### Problem details
Please copy out all of the material below, replacing "instance" with "object" wherever it occurs and leaving everything else as it is.

- - - -

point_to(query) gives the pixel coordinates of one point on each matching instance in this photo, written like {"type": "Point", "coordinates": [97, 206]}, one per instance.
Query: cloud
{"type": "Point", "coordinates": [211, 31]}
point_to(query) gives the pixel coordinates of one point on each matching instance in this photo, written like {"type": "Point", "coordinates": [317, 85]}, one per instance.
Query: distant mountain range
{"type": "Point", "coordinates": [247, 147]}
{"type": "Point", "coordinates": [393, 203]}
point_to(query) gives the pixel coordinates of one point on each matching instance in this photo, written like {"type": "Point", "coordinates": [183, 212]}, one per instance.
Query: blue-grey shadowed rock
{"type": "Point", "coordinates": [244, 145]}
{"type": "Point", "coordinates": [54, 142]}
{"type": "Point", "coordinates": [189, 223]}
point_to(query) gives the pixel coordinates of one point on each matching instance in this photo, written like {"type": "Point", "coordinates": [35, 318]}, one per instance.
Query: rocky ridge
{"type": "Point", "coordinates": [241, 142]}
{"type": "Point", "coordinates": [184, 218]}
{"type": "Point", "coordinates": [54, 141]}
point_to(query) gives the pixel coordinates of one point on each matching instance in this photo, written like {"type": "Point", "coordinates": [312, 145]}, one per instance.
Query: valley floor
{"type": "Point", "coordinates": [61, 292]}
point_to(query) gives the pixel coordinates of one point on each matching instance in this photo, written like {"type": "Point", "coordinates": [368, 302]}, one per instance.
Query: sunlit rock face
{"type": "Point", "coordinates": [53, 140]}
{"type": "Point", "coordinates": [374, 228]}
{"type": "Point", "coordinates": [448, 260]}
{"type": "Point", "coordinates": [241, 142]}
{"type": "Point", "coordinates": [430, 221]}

- - - -

### Finished task
point_to(query) gives the pixel coordinates of one point on each matching object in this photo, written like {"type": "Point", "coordinates": [97, 206]}, one per object.
Query: cloud
{"type": "Point", "coordinates": [211, 31]}
point_to(query) gives the pixel coordinates of one point on each matching object in this photo, written like {"type": "Point", "coordinates": [317, 85]}, one per object.
Query: distant mountain range
{"type": "Point", "coordinates": [247, 147]}
{"type": "Point", "coordinates": [393, 203]}
point_to(query) gives the pixel coordinates of one point on each matching object in this photo, written like {"type": "Point", "coordinates": [183, 212]}, one per object.
Query: blue-grey shadowed rock
{"type": "Point", "coordinates": [244, 145]}
{"type": "Point", "coordinates": [54, 142]}
{"type": "Point", "coordinates": [189, 223]}
point_to(query) gives the pixel coordinates of one point on each matching object in this photo, written like {"type": "Point", "coordinates": [35, 318]}, one per object.
Query: rocky ridge
{"type": "Point", "coordinates": [241, 142]}
{"type": "Point", "coordinates": [184, 218]}
{"type": "Point", "coordinates": [54, 141]}
point_to(query) gives the pixel coordinates of one point on each matching object in this photo, written like {"type": "Point", "coordinates": [312, 145]}, one per object.
Query: valley floor
{"type": "Point", "coordinates": [61, 292]}
point_to(query) gives the pixel coordinates of one point on each matching object in this photo, written like {"type": "Point", "coordinates": [368, 302]}, one per object.
Query: sunlit rock face
{"type": "Point", "coordinates": [53, 140]}
{"type": "Point", "coordinates": [374, 228]}
{"type": "Point", "coordinates": [448, 260]}
{"type": "Point", "coordinates": [241, 142]}
{"type": "Point", "coordinates": [430, 221]}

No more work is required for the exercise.